Reproduce the text of each of the following items verbatim, leaving out the pictures.

○ ○ ○ ○ ○

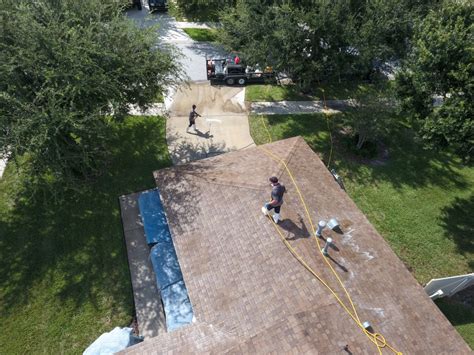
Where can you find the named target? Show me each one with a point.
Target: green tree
(66, 68)
(373, 115)
(436, 84)
(320, 39)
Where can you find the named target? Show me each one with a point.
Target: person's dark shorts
(270, 207)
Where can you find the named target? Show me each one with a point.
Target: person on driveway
(192, 119)
(276, 199)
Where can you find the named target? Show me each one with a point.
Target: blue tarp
(178, 308)
(153, 217)
(165, 264)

○ ○ ○ ○ ○

> **COMPLETE RESPONSE**:
Where can you find the named target? Show me each one with a point.
Target: green tree
(66, 68)
(373, 115)
(436, 84)
(320, 39)
Where can you find the named target? Show me each one with a point.
Target: person's dark shorts
(270, 207)
Where can you find the named target? Show me each one with a point.
Target: person on driveway
(192, 119)
(276, 199)
Where can you find the named target? Show me each one with a point.
Target: blue tarp
(178, 308)
(153, 217)
(165, 264)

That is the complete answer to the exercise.